It’s something I’ve wondered for a while now: why are liquors called spirits? I imagined that it had something to do with a drinker’s consciousness. How it seems to leave the body before succumbing to a drunken stupor. Could that be it? Or is it because a stiff drink can often lift someone’s spirits through its own essence? Basically, adding to your own spirit by adding some that’s been externally generated and bottled. Or — as I theorized during a rum tasting exercise last night with Don Papa Rum’s Aaron Goodall via Zoom — is it because of what they essentially are: the spirit of a previous drink? As it turns out, I’m pretty close to bullseye on that last one.

◆ ◆ ◆ ◆

→ **Task goal**
In the passage on why liquors are called spirits, through what medium was the rum tasting with Don Papa Rum's Aaron Goodall held?

→ **Extracted records**
◆ ◆ ◆ ◆

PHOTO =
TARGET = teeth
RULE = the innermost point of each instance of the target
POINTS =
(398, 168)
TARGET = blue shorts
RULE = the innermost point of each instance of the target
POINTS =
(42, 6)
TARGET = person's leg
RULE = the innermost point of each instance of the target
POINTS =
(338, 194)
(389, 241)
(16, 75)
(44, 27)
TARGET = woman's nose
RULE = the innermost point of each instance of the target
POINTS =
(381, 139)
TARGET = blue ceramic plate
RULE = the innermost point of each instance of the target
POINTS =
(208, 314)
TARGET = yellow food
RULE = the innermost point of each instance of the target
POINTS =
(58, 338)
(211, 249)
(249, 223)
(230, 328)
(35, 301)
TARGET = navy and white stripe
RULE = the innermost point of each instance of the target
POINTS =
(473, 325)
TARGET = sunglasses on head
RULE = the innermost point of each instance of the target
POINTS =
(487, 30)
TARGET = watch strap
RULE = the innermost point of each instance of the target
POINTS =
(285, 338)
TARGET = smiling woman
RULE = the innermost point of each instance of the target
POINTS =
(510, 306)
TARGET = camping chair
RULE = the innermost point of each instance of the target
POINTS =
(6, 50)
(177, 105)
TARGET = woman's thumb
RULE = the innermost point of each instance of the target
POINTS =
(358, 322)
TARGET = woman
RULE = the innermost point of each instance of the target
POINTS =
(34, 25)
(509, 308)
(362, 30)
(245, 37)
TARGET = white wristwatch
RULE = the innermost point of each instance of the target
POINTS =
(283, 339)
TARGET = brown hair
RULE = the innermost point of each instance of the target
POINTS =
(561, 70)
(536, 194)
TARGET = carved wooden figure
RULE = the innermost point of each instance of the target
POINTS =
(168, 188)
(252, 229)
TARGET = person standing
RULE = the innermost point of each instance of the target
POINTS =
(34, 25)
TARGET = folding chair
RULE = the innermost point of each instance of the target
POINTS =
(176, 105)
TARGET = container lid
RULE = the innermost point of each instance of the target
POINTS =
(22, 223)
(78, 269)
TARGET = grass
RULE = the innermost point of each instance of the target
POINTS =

◆ ◆ ◆ ◆

→ **Answer to the exercise**
Zoom